(Supplied data begins)

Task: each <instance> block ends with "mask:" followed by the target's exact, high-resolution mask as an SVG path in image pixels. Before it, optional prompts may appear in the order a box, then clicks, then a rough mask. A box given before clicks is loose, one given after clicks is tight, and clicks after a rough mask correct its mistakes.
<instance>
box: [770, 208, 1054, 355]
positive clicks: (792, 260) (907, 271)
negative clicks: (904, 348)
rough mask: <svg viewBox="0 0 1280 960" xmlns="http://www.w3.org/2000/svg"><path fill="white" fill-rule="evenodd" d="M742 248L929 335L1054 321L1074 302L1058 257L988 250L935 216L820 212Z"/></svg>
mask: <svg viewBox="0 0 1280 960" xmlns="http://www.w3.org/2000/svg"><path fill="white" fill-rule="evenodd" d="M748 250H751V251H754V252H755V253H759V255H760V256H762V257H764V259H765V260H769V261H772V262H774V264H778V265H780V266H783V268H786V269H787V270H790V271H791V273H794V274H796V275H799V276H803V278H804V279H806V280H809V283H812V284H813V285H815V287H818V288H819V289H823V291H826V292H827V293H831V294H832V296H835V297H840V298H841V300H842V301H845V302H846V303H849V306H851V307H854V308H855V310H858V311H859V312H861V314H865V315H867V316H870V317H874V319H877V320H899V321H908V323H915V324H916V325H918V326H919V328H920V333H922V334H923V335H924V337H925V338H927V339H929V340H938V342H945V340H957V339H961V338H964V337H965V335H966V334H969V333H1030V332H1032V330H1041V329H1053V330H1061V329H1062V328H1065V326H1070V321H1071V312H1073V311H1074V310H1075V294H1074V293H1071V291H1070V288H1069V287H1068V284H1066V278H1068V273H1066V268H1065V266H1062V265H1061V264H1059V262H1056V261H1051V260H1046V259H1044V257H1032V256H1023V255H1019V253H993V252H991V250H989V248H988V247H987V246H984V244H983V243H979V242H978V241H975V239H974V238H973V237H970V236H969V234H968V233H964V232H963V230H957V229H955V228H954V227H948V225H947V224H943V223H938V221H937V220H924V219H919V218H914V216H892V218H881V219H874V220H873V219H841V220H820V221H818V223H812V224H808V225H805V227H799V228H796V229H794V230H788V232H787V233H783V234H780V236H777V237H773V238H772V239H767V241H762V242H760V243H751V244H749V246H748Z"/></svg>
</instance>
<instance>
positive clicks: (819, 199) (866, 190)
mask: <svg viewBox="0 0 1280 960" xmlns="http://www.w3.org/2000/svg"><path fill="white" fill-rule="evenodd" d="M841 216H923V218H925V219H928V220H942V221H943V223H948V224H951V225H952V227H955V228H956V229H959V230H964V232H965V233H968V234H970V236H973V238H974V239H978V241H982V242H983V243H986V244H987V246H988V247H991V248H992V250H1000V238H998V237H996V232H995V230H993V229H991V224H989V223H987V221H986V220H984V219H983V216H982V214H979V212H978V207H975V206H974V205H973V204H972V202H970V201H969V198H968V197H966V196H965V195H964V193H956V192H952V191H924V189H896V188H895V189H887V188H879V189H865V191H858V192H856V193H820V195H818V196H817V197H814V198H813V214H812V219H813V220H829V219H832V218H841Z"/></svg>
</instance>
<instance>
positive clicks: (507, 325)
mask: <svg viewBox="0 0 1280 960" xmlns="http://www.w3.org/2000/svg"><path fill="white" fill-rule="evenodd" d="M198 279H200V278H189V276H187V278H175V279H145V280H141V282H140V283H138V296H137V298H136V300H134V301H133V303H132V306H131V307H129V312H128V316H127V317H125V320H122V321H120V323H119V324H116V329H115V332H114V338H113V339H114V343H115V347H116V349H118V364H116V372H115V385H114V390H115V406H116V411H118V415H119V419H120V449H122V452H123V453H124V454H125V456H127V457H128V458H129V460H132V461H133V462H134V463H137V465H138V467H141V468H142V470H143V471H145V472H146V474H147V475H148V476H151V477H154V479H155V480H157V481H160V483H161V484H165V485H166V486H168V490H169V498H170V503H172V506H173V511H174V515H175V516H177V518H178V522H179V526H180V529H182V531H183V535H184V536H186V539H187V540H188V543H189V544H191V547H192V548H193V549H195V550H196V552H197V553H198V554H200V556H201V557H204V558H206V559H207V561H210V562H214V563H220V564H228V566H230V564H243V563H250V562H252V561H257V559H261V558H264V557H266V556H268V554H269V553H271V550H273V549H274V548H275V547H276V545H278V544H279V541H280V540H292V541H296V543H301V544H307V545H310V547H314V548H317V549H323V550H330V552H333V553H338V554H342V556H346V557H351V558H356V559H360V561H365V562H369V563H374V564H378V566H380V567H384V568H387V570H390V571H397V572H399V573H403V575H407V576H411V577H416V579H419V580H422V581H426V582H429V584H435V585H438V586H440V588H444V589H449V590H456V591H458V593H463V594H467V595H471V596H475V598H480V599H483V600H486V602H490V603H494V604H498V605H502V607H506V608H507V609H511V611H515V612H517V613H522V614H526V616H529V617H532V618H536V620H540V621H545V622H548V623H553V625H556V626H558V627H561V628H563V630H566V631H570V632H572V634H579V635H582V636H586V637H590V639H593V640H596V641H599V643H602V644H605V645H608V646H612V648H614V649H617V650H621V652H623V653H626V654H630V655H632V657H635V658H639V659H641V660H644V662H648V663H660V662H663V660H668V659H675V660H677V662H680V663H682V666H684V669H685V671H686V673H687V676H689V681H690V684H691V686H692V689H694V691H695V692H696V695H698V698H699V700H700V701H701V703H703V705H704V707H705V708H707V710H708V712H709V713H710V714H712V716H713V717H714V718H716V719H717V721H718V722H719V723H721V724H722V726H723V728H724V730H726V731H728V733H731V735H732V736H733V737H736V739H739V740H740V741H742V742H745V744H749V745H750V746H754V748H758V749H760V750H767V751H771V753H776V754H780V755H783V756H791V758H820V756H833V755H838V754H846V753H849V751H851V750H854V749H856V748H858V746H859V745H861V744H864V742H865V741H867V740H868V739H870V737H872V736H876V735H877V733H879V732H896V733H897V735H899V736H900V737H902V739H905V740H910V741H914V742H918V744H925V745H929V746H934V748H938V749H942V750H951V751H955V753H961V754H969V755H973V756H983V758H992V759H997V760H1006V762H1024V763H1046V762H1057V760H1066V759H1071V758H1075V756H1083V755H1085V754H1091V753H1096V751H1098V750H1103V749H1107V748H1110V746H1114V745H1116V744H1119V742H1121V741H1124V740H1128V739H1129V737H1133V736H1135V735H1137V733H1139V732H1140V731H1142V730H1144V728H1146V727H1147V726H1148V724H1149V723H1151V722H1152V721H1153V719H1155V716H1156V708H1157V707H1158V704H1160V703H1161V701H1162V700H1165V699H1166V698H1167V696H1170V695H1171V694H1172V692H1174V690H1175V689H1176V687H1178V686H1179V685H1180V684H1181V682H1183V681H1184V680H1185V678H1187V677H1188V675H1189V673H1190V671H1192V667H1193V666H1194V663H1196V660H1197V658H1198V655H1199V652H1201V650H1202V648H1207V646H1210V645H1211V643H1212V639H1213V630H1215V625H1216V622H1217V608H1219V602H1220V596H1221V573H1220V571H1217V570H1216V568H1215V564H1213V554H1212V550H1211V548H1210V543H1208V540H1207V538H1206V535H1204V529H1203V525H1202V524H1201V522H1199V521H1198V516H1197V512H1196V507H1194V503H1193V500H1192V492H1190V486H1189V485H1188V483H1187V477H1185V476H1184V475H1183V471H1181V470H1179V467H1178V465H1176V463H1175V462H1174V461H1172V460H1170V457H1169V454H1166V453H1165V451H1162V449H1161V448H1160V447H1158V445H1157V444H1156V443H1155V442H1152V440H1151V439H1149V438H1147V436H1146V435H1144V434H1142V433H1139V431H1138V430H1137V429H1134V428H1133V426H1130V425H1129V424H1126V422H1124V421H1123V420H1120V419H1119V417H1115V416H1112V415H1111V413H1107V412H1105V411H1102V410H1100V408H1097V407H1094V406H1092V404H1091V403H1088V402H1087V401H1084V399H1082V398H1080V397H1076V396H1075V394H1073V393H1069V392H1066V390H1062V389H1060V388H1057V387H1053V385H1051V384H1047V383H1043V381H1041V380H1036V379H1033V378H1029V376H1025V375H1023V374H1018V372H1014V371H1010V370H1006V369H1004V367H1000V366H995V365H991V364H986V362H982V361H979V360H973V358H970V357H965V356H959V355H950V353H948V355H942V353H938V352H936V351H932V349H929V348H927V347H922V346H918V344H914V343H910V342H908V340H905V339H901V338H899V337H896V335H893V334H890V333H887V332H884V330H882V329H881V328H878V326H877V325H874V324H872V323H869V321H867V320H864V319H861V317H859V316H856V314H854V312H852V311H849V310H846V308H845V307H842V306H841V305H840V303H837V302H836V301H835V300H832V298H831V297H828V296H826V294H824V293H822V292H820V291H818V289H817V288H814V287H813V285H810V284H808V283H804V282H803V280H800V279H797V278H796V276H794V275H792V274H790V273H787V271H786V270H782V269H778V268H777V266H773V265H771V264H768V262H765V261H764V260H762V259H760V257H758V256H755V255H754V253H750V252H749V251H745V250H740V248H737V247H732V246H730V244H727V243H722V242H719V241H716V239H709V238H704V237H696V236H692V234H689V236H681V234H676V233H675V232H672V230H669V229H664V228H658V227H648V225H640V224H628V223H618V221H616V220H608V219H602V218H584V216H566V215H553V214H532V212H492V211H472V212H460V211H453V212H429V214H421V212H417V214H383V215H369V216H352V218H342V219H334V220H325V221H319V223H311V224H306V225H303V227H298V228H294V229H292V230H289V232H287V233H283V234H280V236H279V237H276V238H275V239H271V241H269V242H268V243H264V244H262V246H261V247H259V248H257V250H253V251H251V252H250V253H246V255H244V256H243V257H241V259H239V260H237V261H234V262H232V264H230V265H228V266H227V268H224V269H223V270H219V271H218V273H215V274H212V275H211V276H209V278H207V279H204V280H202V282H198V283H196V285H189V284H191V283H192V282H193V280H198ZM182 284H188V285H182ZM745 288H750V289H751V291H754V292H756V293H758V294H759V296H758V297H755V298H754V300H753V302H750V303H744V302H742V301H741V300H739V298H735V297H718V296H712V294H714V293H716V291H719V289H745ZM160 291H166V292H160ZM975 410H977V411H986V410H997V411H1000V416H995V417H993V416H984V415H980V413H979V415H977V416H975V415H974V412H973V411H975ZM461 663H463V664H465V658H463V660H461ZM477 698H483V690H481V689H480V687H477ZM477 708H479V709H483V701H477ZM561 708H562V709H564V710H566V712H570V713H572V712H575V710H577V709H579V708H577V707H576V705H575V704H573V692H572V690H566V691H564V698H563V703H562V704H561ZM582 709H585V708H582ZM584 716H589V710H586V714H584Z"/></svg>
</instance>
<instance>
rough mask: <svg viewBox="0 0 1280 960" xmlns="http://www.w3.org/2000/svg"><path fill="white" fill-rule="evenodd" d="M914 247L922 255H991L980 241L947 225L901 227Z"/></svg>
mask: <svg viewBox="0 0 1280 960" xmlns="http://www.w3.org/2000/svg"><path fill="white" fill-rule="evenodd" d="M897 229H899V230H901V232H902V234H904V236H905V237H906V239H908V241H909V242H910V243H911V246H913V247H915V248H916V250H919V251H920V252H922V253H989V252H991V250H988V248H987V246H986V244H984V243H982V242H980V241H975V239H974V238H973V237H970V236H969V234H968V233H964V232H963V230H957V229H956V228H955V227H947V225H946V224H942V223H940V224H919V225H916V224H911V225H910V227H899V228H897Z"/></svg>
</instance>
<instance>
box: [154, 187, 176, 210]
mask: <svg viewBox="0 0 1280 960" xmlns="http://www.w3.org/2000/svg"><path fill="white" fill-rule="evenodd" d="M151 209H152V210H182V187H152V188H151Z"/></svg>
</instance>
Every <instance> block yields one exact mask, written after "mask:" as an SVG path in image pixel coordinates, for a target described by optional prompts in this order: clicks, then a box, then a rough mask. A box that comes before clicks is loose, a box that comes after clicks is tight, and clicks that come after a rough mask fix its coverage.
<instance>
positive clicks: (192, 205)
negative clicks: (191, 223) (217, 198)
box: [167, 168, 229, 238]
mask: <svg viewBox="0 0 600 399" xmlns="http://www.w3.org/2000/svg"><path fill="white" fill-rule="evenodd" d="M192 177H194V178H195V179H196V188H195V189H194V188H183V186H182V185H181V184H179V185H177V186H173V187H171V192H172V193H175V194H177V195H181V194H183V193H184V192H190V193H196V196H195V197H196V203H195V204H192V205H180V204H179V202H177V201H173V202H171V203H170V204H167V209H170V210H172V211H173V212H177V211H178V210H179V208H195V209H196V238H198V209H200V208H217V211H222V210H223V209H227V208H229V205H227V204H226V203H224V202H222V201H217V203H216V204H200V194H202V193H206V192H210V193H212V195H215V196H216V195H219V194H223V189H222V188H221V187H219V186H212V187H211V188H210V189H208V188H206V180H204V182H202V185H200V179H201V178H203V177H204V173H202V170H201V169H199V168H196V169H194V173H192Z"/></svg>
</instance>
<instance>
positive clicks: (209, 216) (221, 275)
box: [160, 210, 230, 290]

(Supplied data ends)

Aim of the task: From the first line of the data above to the line holding "negative clicks: (904, 348)", reproduce each line exactly; emit no other lines.

Response area:
Task: each <instance> block ends with "mask:" followed by the target's exact, high-resolution mask as an SVG path in image pixels. Before it, optional prompts may appear in the order a box, then clicks, then a rough mask. A box given before clicks is loose, one given after clicks is tight, and clicks after a rough mask correct its mistakes.
<instance>
box: [770, 208, 1054, 355]
positive clicks: (792, 260) (907, 271)
negative clicks: (904, 348)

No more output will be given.